PAGE TEXT —
• • • • •

Could the latest high-stakes challenge to Obamacare be stumbling just short of the goal line?

For the last two years, four challengers have waged a pitched battle with the Obama administration over whether the Affordable Care Act authorizes subsidies that make insurance affordable for millions of people. The stakes are huge: Without the subsidies, more than 8 million Americans would lose their insurance.

The case, King v. Burwell, has reached the doors of the Supreme Court. Yet now, just weeks before the much-anticipated oral argument, questions suddenly have surfaced about whether the challengers can be in court at all.

“We’re three weeks out from the legal test that could make or break Obamacare, and it’s not entirely clear that the Supreme Court can even hear the case.”
Dominic Perella
To sue in federal court, a plaintiff must show that he has so-called “standing” – that he suffered an injury, and that if he wins in court the injury will be redressed. If either piece is missing, the court has no power to hear the case.

That brings us to the protagonists in this drama: Virginia residents David King, Rose Luck, Brenda Levy, and Douglas Hurst. Obamacare opponents hand-picked these four regular-Joe plaintiffs to serve as figureheads in the King lawsuit. They argued in the lower courts that the four have standing to sue because – counterintuitively – subsidies that make insurance cheaper actually hurt them.

• • • • •

RECORD LIST —
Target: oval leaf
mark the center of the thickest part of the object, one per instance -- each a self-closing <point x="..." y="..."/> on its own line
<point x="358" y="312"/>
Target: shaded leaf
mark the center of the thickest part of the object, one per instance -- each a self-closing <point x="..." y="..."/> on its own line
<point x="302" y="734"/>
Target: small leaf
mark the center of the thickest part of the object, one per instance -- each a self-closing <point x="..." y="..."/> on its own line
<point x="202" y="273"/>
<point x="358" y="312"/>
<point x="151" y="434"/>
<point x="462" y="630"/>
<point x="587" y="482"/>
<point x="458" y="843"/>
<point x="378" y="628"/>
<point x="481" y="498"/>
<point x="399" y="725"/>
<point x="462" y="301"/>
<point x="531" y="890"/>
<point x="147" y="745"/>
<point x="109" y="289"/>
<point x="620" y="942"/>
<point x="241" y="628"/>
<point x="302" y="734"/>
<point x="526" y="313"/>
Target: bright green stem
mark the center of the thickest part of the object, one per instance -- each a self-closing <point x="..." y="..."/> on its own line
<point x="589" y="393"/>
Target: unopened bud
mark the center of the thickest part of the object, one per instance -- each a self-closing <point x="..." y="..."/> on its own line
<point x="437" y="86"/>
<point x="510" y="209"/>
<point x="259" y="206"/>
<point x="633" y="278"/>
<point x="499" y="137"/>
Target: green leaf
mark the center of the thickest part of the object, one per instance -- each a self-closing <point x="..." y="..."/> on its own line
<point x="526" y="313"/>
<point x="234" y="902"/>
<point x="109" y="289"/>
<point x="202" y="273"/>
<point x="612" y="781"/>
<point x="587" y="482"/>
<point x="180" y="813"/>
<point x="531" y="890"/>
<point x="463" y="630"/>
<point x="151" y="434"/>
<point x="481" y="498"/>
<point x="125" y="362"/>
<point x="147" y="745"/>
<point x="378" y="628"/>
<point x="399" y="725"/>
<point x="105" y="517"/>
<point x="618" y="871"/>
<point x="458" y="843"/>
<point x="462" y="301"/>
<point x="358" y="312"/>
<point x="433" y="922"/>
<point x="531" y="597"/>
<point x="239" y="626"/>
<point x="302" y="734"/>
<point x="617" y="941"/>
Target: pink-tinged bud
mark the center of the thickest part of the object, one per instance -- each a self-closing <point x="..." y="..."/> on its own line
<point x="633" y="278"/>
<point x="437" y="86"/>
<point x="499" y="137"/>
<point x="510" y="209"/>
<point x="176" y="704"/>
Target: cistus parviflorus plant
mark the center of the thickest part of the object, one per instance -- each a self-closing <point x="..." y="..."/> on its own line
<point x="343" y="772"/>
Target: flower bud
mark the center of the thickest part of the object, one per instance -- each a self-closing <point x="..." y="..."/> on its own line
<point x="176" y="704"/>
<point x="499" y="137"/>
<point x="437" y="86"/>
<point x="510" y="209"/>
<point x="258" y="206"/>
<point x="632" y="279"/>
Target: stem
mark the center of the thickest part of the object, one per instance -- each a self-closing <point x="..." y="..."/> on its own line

• • • • •

WHAT TO WORK ON —
(a) Print the stretch of the King v. Burwell passage from "For the last" through "lose their insurance.".
(b) In the listing, rewrite the stretch from the line containing "Target: stem" through the end, renaming "thickest part" as "widest part" and leaving everything else unchanged.
The King v. Burwell passage and the listing are unrelated material.

RESULTS IN ORDER —
(a)
For the last two years, four challengers have waged a pitched battle with the Obama administration over whether the Affordable Care Act authorizes subsidies that make insurance affordable for millions of people. The stakes are huge: Without the subsidies, more than 8 million Americans would lose their insurance.

(b)
Target: stem
mark the center of the widest part of the object, one per instance -- each a self-closing <point x="..." y="..."/> on its own line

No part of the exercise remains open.